## Extract provided
=== Begin Enclosure ===
No witness at the trial testified that anyone said in the victim's presence at the hospital "this is the man who robbed you," or made any similar statement. Pages 4-5 of relator's petition in the District Court contain this language:

"Officer Leon Pitts * * * [went] to prepare the victim at the hospital for the viewing, well aware relators soon arrival — upon entering the hospital bedside, officer `Pitts' was already there (Page N.T. 122) showing victim pictures of relator to the victim.

"Officer Pitt — stated `this is the man who robbed you.'

"Relator was told to repeat `give me the bag'. These are the words used by the robber (N.T. 7).

"* * * The critical stage in pretrial proceedings were the hospital identification at a time when relator was purposely forced against his will to go to the hospital to be identified and without his lawyer to question or to impeach the accuser's identification via the power of suggestion by a police officer who stated `this is the man who robbed you.'"

 5

There is ample evidence to support a finding that the trial identification of the relator by the victim had its source in the robbery itself. Three witnesses other than the victim identified relator at the trial, and they testified that they had previously identified him at a lineup

 6

Although this section makes a written determination by the State Court of a factual issue after hearing presumptively correct, this presumption only applies "unless the applicant shall establish or it shall otherwise appear, * * *

"(1) that the merits of the factual dispute were not resolved in the State court hearing;

"(2) that the factfinding procedure employed by the State court was not adequate to afford a full and fair hearing;

"(3) that the material facts were not adequately developed at the State court hearing; * * *."

 7

Although the hearing to be held in the District Court may establish the waiver claimed by appellee which relies on Henry v. Mississippi, 379 U.S. 443, 85 S. Ct. 564, 13 L. Ed. 2d 408 (1967), this record is not sufficient to determine whether relator "`after consultation with competent counsel or otherwise, understandingly and knowingly forewent the privilege of seeking to vindicate his federal claims in the state courts, whether for strategic, tactical, or any other reasons that can fairly be described as the deliberate by-passing of state procedures * * *.' Fay v. Noia, 372 U.S. 391, 439, 83 S. Ct. 822, 9 L. Ed. 2d 837." (379 U.S. at 450, 85 S. Ct. at 569). The alleged statement by relator's counsel "to the effect that it wouldn't pay to bring it out because it would just confuse things * * *." does not establish the understanding and knowing waiver by relator contemplated by the above-quoted language

 8

As pointed out in footnote 2, the victim may have been incoherent, delirious, and not in possession of all his faculties during the hospital confrontation

 9

Although appellee's brief apparently emphasizes that the confrontation in the hospital was prior to the indictment in this case, whereas it was after the indictment in Wade, we agree with the following statement of the Court of Appeals for the Fifth Circuit in Rivers v. United States, 400 F.2d 935 (opinion of 9/16/68):

"With Miranda on the books, it is indisputable that most, perhaps all, confrontations occurring after arrest will fall within the rules announced in Wade and Gilbert. We recognize the risk of ever letting a dissenter speak momentarily for the Court as to what it has really held, but Mr. Justice White, dissenting in Wade said `the rule applies to any lineup, to any other techniques employed to produce an identification and a fortiori to a face-to-face encounter between the witness and the suspect alone, regardless of when the identification occurs, in time or place, and whether before or after indictment or information."

Therefore, we cannot hold on this record that the time of this hospital confrontation makes the principle stated in Stovall, as quoted above, inapplicable.
=== End Enclosure ===
## Extracted material
=== Begin Enclosure ===
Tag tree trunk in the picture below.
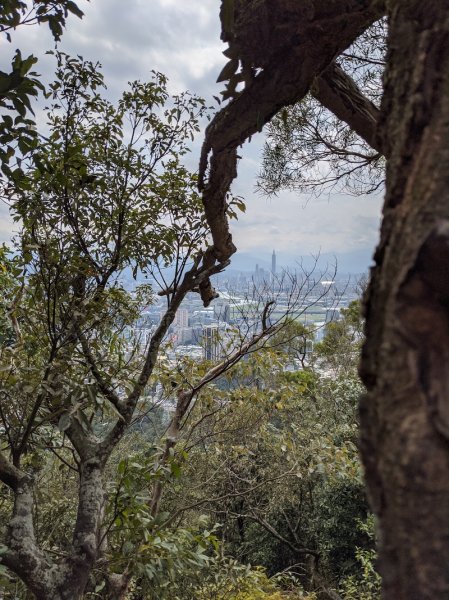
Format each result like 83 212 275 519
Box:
361 0 449 600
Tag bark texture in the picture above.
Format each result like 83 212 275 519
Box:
361 0 449 600
199 0 385 284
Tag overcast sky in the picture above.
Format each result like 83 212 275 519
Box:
0 0 381 272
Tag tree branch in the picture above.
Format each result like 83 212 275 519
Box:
0 452 24 491
311 62 382 153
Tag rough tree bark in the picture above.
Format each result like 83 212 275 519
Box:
361 0 449 600
200 0 449 600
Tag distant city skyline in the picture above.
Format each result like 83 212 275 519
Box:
0 0 381 272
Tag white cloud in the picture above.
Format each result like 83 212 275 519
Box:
0 0 380 272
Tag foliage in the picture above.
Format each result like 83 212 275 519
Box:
340 515 381 600
258 21 386 195
0 0 83 182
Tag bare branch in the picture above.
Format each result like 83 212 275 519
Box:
311 62 382 153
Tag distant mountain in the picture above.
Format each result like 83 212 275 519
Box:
226 249 372 275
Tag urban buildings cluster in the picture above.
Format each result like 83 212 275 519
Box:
127 251 357 360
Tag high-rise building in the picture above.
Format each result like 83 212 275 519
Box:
174 308 189 327
202 325 221 360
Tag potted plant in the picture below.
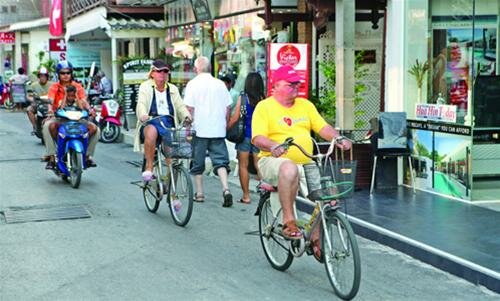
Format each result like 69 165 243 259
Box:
408 59 429 103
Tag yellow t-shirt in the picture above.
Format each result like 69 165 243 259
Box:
252 96 327 164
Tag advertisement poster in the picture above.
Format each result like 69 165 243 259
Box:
405 120 471 200
431 17 497 123
267 43 309 98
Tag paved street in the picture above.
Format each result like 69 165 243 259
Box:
0 109 499 301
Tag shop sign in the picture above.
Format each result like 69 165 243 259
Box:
0 31 16 44
267 43 309 98
49 39 66 61
415 103 457 122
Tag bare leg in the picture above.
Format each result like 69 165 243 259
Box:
278 161 299 224
238 151 250 203
144 125 158 171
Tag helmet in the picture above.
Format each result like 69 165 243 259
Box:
37 67 49 77
56 61 73 73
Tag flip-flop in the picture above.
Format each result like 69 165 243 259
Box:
193 193 205 203
238 199 252 205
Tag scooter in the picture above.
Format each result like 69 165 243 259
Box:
54 107 89 188
33 95 49 143
96 99 122 143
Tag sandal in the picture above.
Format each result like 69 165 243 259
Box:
193 192 205 203
222 189 233 207
282 220 302 240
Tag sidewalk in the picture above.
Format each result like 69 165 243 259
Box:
123 131 500 293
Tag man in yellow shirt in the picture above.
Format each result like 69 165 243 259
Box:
252 66 351 239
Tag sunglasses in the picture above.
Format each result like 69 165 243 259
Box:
155 69 170 73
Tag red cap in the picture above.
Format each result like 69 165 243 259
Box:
273 65 302 83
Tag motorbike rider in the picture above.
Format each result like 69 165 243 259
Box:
42 61 100 169
49 85 97 145
26 67 53 135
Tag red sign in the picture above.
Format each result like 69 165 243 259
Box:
267 43 309 98
49 0 63 37
0 31 16 44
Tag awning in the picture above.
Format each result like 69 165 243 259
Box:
7 18 49 31
64 7 111 42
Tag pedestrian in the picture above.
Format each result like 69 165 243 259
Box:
134 60 191 182
9 67 29 111
184 56 233 207
228 72 265 204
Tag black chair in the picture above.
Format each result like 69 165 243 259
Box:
370 112 415 194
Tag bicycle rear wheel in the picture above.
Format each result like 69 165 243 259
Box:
142 159 163 213
167 165 193 227
321 210 361 300
259 196 293 271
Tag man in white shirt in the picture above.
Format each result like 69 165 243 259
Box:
184 56 233 207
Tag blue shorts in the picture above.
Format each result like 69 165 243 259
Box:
235 137 260 154
190 136 231 175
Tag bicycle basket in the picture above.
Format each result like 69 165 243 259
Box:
304 158 357 201
161 128 195 159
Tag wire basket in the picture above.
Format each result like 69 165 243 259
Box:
161 128 195 159
304 158 357 201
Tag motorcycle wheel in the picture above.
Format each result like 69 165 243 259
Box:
69 149 83 189
101 123 120 143
3 97 16 110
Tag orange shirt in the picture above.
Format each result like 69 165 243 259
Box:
47 81 85 111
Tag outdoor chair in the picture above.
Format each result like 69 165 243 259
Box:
370 112 415 194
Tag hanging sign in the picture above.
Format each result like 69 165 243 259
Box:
267 43 309 98
0 31 16 44
49 0 63 37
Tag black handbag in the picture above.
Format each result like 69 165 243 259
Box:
226 94 248 143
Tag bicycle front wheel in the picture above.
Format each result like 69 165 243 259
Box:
167 165 193 227
142 159 163 213
321 210 361 300
259 197 293 271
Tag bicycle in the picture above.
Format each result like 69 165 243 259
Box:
256 137 361 300
140 115 195 227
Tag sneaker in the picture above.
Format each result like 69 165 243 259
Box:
222 189 233 207
142 170 153 182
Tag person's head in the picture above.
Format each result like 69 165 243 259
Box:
244 72 265 106
56 61 73 83
149 60 170 85
37 67 49 85
273 65 302 102
66 85 76 106
220 75 233 90
194 56 210 74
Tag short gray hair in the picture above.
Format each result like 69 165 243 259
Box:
194 56 210 72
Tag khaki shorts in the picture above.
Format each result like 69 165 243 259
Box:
258 157 308 196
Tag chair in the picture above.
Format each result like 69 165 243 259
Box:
370 112 415 194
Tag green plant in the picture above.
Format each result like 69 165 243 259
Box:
408 59 429 89
313 51 368 129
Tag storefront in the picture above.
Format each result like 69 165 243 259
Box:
166 0 297 95
386 0 500 201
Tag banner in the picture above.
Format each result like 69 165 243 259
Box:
267 43 309 98
49 0 63 37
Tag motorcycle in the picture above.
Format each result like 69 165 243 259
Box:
96 99 122 143
33 94 49 143
54 107 89 188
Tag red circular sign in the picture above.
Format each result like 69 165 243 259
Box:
277 45 300 67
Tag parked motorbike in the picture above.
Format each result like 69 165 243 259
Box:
96 99 122 143
33 94 49 143
54 107 89 188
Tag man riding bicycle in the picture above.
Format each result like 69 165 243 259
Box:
252 65 351 240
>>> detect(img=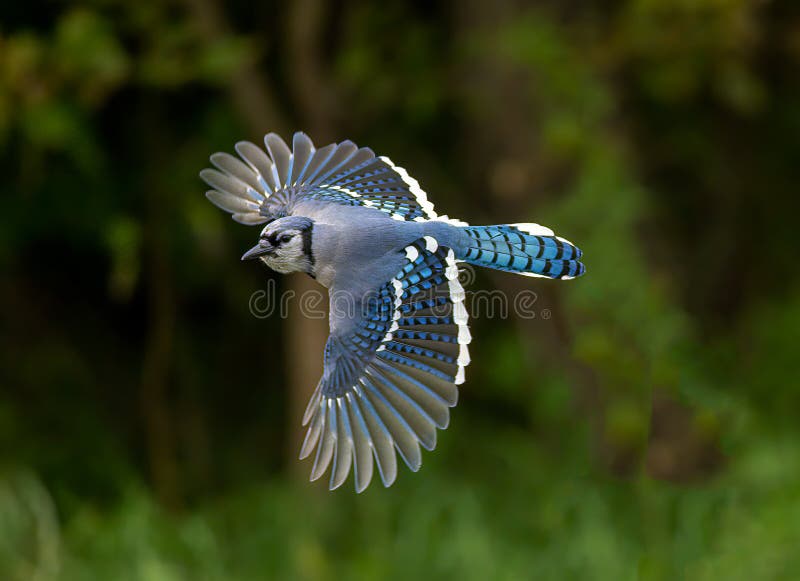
=== End Enclosure ===
## Task instructions
According to the court opinion excerpt, how many witnesses other than the victim identified the relator at trial? Please answer in one sentence.

## Result below
Three witnesses other than the victim identified the relator at trial.